======== PROVIDED RECORDS

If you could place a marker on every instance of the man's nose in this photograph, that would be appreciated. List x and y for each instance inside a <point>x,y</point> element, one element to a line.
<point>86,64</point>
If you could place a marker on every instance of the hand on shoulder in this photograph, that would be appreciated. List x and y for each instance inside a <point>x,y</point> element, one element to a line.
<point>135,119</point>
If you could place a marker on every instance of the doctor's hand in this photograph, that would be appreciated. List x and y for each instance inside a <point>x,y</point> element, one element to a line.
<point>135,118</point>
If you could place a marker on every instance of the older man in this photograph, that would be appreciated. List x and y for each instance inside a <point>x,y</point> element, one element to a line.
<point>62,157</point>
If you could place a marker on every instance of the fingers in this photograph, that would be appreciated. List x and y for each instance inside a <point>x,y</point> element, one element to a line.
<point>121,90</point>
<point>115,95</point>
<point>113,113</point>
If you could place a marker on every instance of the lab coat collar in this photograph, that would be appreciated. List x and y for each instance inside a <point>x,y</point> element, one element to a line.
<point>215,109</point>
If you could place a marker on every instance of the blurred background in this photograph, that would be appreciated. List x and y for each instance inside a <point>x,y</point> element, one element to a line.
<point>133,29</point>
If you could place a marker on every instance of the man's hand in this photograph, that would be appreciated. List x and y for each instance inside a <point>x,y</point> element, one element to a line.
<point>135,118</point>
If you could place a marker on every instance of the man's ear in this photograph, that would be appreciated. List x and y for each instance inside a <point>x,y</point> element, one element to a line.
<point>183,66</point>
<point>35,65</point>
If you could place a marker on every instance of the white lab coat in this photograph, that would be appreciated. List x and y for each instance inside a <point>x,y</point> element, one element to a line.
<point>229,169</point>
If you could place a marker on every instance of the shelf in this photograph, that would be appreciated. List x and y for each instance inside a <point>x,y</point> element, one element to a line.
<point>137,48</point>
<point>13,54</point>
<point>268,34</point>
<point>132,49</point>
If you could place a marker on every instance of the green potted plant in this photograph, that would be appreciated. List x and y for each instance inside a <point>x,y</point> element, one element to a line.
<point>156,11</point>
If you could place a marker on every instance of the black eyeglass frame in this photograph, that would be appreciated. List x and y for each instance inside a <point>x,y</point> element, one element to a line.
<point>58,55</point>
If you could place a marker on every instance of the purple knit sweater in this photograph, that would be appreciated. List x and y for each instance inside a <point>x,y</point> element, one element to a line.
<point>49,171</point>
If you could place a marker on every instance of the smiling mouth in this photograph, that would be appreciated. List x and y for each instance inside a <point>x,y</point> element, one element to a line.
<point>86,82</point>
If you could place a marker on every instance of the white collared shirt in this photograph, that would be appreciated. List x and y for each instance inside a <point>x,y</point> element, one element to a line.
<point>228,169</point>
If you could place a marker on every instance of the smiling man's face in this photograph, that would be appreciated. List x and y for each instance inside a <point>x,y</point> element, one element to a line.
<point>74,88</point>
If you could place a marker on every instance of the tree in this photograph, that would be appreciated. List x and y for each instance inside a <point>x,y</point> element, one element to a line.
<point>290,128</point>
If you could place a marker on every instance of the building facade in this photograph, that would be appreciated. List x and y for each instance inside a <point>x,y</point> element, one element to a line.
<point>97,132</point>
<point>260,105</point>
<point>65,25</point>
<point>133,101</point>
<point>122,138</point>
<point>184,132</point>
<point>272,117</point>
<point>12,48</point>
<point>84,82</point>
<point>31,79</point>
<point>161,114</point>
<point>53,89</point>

================

◆ **WHAT IS NEEDED**: Rewrite only the stretch from the line containing "of the older" through the line containing "<point>215,109</point>", requests included, and multiply every coordinate in the answers by 2, rounding to whole numbers with halves rounded up.

◆ **ANSWER TO THE PROBLEM**:
If you could place a marker on every instance of the older man in this photograph, that would be appreciated. List x and y for each instance inside a <point>x,y</point> element, one element to a line.
<point>124,314</point>
If you could place a marker on every instance of the fingers in this photograph, that would be appreciated. List x and y for each instance inside a <point>x,y</point> element, one element to a line.
<point>242,180</point>
<point>230,190</point>
<point>226,226</point>
If you could place a marker on every instance of the lab coat collar in this photograph, that would be appreciated. List x and y for each instance inside a <point>x,y</point> element, one element to a line.
<point>430,218</point>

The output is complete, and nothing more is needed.